> [Directive]: Return each line of the listing below that contains the word "window", copied in full.

> [Provided data]:
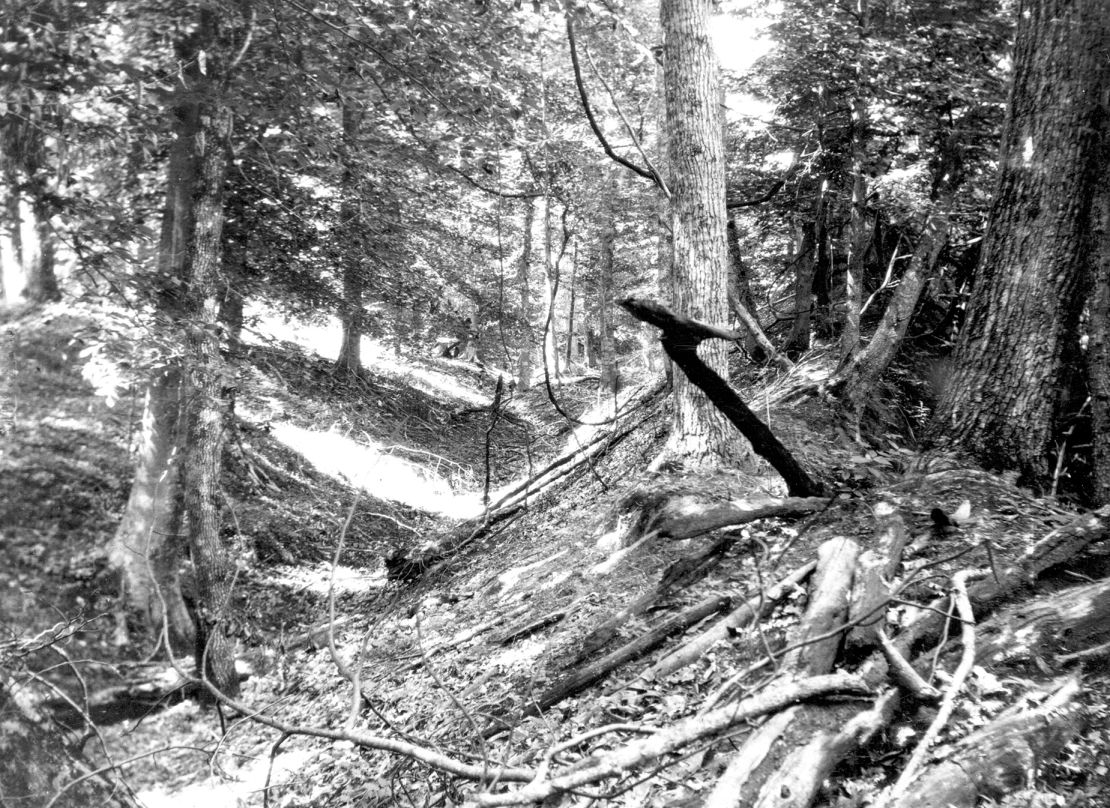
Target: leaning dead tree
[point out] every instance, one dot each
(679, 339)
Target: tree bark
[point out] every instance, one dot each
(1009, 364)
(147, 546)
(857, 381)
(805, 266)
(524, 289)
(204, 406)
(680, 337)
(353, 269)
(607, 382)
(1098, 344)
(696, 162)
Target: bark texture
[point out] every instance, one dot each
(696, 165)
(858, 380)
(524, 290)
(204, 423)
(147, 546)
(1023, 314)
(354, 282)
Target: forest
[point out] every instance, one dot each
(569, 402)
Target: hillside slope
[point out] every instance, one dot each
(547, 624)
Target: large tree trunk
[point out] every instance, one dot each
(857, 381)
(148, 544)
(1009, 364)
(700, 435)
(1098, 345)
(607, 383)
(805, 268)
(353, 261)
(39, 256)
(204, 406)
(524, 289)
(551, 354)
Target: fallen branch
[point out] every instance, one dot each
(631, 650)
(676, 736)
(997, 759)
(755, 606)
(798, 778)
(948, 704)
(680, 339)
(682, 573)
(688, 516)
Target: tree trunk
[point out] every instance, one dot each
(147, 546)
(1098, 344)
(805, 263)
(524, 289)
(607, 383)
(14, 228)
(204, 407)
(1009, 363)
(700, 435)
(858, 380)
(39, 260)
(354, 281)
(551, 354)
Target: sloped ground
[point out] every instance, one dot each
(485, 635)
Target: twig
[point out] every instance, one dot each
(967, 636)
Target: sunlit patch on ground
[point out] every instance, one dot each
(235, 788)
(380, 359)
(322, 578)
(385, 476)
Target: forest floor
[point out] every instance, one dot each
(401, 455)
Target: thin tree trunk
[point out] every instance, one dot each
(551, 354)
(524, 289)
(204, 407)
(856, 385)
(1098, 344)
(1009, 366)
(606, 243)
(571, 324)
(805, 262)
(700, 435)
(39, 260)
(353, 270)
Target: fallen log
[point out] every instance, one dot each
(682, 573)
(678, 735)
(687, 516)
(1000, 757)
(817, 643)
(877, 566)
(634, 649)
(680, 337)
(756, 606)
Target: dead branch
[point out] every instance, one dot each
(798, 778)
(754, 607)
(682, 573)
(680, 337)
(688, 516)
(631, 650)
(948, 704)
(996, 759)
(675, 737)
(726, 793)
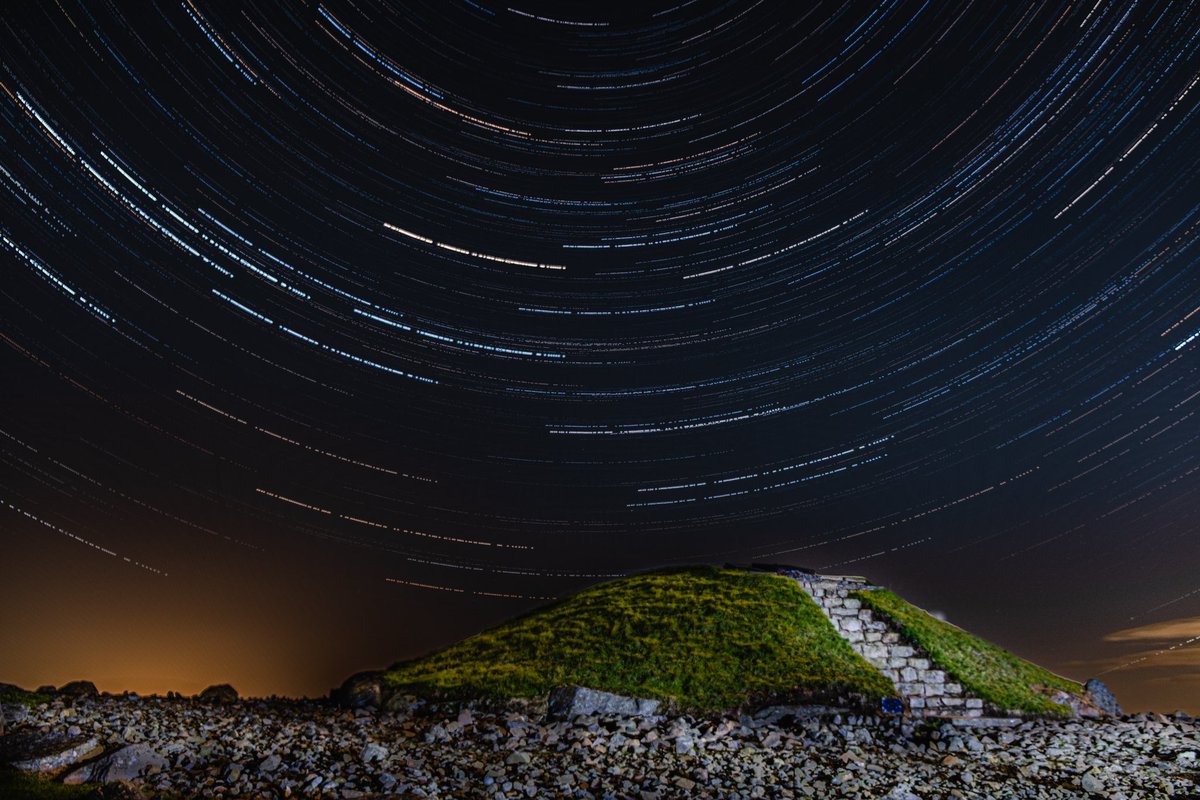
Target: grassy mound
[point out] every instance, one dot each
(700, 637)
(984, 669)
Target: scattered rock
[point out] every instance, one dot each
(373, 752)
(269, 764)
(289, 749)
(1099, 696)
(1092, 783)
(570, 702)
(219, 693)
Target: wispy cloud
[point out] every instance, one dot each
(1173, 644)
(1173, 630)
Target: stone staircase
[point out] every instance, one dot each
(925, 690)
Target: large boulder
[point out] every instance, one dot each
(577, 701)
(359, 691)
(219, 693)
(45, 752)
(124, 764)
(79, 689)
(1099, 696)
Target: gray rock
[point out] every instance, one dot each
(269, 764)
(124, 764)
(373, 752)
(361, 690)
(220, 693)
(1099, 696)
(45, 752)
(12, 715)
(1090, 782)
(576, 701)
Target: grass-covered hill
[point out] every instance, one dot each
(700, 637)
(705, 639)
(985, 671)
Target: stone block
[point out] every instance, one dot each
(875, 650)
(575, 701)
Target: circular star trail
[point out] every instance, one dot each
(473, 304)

--

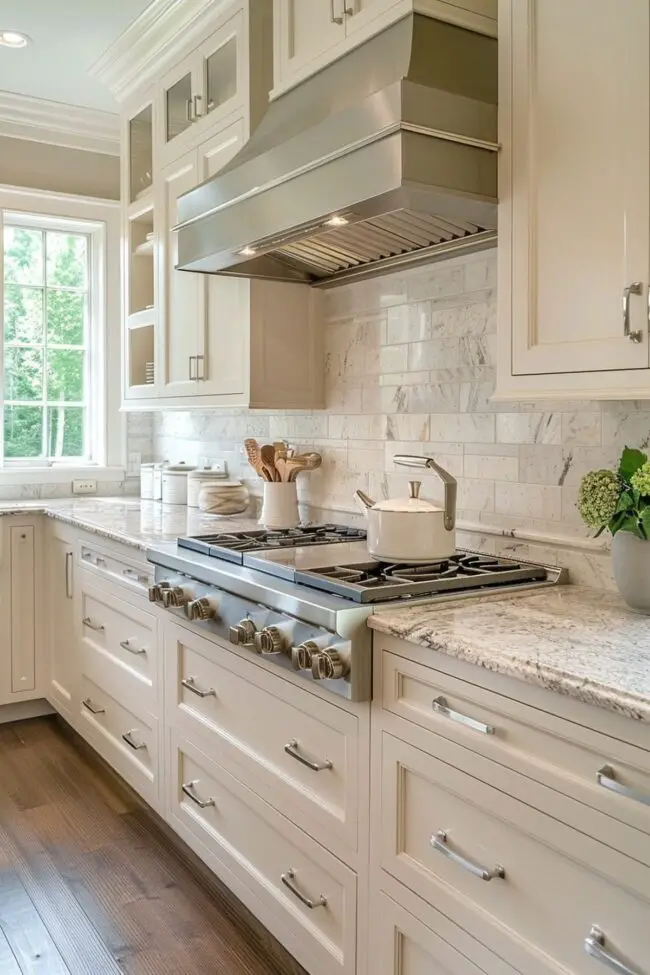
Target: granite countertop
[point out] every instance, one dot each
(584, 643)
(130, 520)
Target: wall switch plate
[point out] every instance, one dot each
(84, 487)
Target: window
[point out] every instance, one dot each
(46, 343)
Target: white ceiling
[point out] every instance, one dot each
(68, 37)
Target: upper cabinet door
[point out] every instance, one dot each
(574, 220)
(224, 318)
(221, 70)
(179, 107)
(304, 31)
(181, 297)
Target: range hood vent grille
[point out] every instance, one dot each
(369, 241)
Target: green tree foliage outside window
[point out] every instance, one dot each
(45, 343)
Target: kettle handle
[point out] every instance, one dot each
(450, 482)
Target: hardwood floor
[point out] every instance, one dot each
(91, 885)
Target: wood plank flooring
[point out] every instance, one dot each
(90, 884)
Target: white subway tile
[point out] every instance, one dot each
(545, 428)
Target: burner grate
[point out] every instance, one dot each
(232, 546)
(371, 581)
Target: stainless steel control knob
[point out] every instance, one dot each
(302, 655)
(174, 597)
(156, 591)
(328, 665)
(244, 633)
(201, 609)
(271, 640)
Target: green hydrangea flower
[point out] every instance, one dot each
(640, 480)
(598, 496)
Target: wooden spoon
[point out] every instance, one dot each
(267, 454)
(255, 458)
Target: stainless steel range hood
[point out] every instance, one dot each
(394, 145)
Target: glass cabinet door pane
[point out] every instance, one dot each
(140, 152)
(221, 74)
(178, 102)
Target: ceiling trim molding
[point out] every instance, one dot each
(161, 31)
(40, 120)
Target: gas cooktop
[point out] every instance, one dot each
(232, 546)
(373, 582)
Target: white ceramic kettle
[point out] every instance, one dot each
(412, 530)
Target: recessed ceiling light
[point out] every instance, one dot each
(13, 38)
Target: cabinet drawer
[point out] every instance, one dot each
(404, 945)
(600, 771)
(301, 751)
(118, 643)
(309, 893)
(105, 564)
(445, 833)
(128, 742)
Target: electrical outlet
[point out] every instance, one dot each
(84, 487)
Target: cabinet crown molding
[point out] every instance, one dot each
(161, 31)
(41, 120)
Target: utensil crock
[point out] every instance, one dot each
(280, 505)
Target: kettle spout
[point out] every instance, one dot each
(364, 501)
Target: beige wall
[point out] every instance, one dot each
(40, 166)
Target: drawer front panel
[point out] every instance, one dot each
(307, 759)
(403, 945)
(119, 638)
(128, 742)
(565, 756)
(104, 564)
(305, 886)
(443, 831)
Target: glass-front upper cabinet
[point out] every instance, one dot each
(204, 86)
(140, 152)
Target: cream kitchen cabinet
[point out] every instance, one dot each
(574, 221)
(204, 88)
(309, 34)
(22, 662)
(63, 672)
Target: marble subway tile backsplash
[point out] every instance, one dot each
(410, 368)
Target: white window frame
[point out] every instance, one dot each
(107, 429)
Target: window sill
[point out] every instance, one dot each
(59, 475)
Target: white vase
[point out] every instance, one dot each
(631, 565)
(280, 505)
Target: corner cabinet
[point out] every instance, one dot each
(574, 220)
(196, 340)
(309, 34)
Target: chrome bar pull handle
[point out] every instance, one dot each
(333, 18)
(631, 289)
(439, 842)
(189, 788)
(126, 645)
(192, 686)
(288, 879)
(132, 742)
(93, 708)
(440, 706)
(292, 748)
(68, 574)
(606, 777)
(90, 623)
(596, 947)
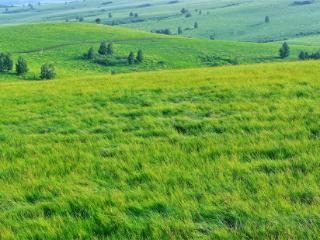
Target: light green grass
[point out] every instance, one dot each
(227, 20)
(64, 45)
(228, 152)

> [Output below]:
Target: window
Target: green tree foliage outside window
Target: white window frame
Target: window sill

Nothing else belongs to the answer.